**Instructions to follow**
Answer from the article on the immigration documents of Es'hagh Ghalibaf, one line each:
(a) In which Iranian bank is the account named in his letter to the Canadian Immigration Office?
(b) About how much do government employees in Iran earn a month?
(c) At least how much did he pay a lawyer during his attempt to obtain Canadian residency?

**Source text**
Documents filed by the son of Iran’s Parliamentary Speaker for immigration to Canada reveal that he has hundreds of thousands of dollars in Iranian and foreign banks, Iran International can exclusively reveal.
“I declare that the Account Number 380.8000.13637806.2 (in Iran’s Pasargad Bank) is under my name... and I can spend or transfer 50% of the available balance (12,394,806,106 rials equivalent of $295,114) immediately upon my request,” read part of a letter addressed to the Canadian Immigration Office by Es’hagh Ghalibaf, the son of Mohammad Bagher Ghalibaf. In another document, he declared that he also has over $15,000 in National Australian Bank (NAB) and Australia and New Zealand Bank (ANZ).
While in many countries $300,000 might not be considered a huge sum, in Iran, where government employees earn around $200 a month, it raises questions as to how he has amassed such an amount. The Parliament Speaker, according to some reports, earns around $4,000 a month.
Earlier in the month, Iran International reported about Es’hagh’s five-year attempt to obtain Canadian residency, including paying at least $4,000 to a lawyer and numerous follow-ups by a Canadian citizen at the office of Pierre Poilievre, Canadian lawmaker and the leader of the opposition Conservative Party. Es’hagh’s court document revealed that Polivier's office made "repeated inquiries" about the progress of his application. His office told Iran International that he has not provided a recommendation letter in support of granting the visa.

**Data section**
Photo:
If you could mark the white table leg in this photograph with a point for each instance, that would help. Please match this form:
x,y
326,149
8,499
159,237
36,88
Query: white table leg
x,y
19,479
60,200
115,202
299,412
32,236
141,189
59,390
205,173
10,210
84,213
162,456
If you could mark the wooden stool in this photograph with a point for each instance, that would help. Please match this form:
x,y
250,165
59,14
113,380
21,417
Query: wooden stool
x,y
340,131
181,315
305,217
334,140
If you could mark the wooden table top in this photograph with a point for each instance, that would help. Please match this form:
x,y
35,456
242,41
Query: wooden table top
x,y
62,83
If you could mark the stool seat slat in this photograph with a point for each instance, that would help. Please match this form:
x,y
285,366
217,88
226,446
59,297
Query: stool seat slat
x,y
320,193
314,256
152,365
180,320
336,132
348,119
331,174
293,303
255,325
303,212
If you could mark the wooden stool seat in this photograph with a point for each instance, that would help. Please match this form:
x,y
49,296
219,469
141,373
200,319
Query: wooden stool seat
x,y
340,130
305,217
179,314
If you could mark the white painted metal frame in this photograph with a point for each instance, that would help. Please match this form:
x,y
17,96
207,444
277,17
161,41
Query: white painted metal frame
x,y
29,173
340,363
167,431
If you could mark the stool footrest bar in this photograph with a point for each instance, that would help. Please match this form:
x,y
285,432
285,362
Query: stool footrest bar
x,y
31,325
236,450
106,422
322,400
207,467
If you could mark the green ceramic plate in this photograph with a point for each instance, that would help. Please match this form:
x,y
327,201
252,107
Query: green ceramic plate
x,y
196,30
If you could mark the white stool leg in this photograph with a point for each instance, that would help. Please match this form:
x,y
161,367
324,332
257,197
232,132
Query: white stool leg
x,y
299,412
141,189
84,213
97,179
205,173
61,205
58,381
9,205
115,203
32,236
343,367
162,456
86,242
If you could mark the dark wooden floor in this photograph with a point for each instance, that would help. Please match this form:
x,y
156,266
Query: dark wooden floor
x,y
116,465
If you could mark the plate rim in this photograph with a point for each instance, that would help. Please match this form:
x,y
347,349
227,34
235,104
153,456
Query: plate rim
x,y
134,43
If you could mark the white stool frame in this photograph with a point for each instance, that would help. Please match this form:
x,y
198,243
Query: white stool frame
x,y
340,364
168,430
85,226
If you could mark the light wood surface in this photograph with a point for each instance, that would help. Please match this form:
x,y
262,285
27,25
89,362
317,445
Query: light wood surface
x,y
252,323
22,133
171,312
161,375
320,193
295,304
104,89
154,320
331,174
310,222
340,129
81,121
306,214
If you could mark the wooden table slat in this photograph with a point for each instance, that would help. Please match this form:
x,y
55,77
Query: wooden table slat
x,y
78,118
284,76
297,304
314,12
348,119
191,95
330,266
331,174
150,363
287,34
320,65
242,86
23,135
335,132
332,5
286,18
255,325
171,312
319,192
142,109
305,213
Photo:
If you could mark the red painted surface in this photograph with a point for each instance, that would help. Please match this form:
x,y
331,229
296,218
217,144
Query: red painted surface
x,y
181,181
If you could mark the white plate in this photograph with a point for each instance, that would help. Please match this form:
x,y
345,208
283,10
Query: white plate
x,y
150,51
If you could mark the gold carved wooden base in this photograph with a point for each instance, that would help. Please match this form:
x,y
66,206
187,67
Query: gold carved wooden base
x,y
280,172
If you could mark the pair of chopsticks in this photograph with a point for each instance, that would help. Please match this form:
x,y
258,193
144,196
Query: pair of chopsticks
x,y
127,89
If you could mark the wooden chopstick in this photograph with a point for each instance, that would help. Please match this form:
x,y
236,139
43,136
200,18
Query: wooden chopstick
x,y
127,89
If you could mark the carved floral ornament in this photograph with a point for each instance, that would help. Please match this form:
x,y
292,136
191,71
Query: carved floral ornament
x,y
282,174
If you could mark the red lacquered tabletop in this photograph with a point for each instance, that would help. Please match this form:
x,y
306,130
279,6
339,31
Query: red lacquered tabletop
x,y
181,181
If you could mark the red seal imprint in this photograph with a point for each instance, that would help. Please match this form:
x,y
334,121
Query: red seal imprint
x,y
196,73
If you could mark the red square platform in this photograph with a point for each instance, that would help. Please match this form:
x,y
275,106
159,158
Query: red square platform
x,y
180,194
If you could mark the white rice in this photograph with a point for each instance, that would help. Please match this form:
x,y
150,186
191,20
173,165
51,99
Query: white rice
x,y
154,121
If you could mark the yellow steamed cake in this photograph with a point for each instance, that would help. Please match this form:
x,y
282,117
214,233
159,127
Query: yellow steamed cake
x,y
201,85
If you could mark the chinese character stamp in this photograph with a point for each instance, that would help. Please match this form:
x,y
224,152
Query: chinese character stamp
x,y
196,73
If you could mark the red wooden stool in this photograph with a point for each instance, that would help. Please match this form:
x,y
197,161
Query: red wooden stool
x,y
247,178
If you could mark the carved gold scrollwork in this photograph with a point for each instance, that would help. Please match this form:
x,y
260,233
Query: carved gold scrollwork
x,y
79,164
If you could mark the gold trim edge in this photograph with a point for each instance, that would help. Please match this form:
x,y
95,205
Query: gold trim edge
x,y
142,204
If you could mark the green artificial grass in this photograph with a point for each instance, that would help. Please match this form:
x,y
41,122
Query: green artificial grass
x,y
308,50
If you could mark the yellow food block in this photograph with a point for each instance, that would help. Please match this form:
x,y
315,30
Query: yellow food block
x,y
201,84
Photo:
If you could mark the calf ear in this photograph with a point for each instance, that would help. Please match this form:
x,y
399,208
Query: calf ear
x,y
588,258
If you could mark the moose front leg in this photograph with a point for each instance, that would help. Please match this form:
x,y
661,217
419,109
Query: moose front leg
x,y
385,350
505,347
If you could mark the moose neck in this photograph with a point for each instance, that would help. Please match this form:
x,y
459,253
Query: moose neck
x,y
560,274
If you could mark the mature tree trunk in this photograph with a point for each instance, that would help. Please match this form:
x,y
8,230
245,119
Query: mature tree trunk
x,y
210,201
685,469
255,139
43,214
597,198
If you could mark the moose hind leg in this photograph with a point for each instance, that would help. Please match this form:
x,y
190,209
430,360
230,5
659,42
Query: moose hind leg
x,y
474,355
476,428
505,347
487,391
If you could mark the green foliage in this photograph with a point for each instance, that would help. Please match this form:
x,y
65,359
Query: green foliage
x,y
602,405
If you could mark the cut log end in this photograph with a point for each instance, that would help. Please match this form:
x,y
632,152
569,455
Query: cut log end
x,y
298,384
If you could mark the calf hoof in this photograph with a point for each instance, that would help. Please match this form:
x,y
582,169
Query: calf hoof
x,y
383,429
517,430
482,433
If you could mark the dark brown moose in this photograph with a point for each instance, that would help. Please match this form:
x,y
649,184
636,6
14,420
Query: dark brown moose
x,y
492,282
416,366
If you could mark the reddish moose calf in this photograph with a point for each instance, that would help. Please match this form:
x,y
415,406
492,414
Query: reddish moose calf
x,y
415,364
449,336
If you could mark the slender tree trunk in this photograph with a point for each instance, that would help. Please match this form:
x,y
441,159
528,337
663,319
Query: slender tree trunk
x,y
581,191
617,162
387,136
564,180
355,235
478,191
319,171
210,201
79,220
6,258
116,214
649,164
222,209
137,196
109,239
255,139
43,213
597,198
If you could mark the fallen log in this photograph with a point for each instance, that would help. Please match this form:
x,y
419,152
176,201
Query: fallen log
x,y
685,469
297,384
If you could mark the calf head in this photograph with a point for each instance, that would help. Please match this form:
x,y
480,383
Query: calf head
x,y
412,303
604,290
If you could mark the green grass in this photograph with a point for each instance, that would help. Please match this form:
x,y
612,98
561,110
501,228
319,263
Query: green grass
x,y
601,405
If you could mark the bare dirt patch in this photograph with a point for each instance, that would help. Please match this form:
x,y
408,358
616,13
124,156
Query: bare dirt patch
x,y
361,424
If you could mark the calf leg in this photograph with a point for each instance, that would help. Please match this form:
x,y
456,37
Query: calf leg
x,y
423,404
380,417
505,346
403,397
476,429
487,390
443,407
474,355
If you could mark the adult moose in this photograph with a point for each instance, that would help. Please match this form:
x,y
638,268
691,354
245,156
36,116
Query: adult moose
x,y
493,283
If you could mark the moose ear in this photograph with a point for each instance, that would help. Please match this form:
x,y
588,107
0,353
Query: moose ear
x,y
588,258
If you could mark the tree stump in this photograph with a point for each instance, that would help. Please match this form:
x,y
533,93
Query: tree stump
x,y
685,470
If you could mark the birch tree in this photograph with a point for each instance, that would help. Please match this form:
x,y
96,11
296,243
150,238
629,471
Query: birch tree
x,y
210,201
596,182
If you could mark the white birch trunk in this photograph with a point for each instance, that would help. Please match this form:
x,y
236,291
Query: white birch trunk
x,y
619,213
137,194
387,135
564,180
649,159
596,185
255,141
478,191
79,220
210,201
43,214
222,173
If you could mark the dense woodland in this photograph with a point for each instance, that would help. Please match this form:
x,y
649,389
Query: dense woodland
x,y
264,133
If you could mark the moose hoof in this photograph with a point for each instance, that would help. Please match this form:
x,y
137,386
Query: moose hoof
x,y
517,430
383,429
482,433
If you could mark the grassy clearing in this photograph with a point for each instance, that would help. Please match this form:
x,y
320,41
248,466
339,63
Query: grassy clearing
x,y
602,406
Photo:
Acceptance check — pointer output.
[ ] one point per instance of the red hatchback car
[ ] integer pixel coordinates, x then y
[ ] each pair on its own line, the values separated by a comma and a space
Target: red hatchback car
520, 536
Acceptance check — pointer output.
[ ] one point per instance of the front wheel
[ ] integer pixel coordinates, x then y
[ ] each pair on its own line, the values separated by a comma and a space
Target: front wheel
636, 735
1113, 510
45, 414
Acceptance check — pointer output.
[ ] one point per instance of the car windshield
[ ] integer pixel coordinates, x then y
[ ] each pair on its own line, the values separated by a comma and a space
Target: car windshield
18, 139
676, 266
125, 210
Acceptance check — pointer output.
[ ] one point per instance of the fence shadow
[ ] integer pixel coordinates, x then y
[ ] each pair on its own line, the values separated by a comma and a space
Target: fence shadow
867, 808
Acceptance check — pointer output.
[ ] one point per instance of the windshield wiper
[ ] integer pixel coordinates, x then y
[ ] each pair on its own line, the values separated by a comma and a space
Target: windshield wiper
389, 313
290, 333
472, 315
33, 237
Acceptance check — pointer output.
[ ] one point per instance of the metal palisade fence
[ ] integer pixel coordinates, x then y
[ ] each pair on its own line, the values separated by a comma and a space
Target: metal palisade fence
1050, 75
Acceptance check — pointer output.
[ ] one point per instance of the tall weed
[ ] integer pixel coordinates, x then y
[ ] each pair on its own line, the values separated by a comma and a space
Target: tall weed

**Result**
(a) Pasargad Bank
(b) Around $200
(c) $4,000